# Consignes de travail
Recopiez le texte sur le projet d’Autre Terre en commençant par « Conclusion, impact du » et en poursuivant jusqu’à « qui en découle. ». Dans ce passage, renommez « dames » en « femmes ».

# Texte à lire
○ ○ ○ ○

Axe 5 : Travail digne
Toutes les bénéficiaires témoignent du fait que le projet leur permet de vivre plus dignement, elles et leurs familles, grâce au revenu fixe. Cela soulage aussi leur pression de devoir assurer l’alimentation et les finances du ménage. Cependant, la surcharge de travail ne leur permet pas de vivre totalement dignement.
- ==> Le travail sur la sensibilisation à la coresponsabilité du premier axe aiderait à ce sujet.
Axe 6 : Sécurité
Depuis le début du projet les bénéficiaires sont soulagées et se sentent plus en sécurité au niveau alimentaire mais aussi financier.
- ==> Le travail sur l’axe « accès et contrôle des ressources » pourrait renforcer ce sentiment de sécurité en incitant les dames à acquérir leur propre matériel et ainsi être plus indépendantes.
Axe 7 : Savoirs locaux
Les bénéficiaires détiennent des savoirs en agroécologie grâce aux formations et à la pratique sur les parcelles du projet qu’elles reproduisent chez elles. Ceci leur procure le respect du reste du village et même des villages alentours. Elles deviennent détentrices de savoirs et le diffusent, ce qui a souvent pour effet une émancipation personnelle au niveau de la prise de parole et de la participation en communauté.
- ==> Le programme doit cependant veiller à réorganiser quelques fois par an des rappels et des formations en agroécologie pour les nouvelles recrues et veiller à ce que les femmes formées sachent partager leurs savoirs avec la communauté (apprendre à apprendre) et le fassent aussi avec les personnes non-bénéficiaires.
Conclusion, impact du programme et pistes à envisager pour l’avenir
Le projet d’Autre Terre et son partenaire le Baobab semble avoir de nombreux impacts positifs sur l’émancipation personnelle et sociale des dames qui en bénéficient. Trois axes ont cependant mis en évidence des aspects du projet sur lesquelles Autre Terre et le Baobab peuvent travailler afin d’améliorer l’équité de genre : la coresponsabilité familiale, l’accès et le contrôle de certaines ressources et le travail digne qui en découle.

○ ○ ○ ○

# Entrées fournies
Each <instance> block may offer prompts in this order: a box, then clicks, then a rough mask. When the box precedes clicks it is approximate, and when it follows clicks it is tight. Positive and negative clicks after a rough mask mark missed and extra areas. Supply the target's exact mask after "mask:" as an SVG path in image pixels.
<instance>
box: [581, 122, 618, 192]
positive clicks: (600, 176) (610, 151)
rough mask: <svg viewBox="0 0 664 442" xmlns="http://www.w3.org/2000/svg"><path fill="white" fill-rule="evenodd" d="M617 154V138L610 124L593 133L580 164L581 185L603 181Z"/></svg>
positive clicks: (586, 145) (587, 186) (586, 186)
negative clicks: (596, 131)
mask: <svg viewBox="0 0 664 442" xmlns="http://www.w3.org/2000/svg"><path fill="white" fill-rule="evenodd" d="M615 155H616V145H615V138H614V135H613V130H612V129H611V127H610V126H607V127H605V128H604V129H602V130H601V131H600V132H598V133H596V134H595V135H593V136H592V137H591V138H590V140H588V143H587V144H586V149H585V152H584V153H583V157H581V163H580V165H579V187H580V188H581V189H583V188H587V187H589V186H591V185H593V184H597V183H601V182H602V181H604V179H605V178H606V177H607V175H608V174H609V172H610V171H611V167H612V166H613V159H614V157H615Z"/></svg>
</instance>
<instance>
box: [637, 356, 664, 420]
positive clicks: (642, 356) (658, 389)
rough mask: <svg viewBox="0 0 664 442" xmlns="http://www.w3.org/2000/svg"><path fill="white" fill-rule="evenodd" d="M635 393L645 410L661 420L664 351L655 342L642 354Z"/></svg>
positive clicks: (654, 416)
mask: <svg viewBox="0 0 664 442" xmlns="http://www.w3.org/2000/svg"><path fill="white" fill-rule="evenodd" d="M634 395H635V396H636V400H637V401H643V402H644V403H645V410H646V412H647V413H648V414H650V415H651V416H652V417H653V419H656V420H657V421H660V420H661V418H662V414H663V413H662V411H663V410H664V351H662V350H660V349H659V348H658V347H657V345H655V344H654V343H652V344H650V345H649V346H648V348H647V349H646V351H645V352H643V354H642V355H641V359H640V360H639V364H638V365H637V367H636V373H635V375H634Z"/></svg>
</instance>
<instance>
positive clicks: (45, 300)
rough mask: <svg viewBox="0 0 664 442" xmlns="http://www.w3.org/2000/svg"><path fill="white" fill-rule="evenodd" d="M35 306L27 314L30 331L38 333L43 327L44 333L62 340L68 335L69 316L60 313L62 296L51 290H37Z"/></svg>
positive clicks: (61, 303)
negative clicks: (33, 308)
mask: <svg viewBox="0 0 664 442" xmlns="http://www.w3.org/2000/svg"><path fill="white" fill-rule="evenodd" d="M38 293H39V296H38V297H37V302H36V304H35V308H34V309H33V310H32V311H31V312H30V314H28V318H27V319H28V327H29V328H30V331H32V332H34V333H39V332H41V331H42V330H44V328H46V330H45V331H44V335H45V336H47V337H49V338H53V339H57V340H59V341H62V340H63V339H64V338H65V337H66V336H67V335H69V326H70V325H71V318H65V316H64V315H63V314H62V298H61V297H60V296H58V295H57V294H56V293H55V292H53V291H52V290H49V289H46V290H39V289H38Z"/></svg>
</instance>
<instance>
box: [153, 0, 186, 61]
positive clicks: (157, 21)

○ ○ ○ ○

# Corrigé de l’exercice
Conclusion, impact du programme et pistes à envisager pour l’avenir
Le projet d’Autre Terre et son partenaire le Baobab semble avoir de nombreux impacts positifs sur l’émancipation personnelle et sociale des femmes qui en bénéficient. Trois axes ont cependant mis en évidence des aspects du projet sur lesquelles Autre Terre et le Baobab peuvent travailler afin d’améliorer l’équité de genre : la coresponsabilité familiale, l’accès et le contrôle de certaines ressources et le travail digne qui en découle.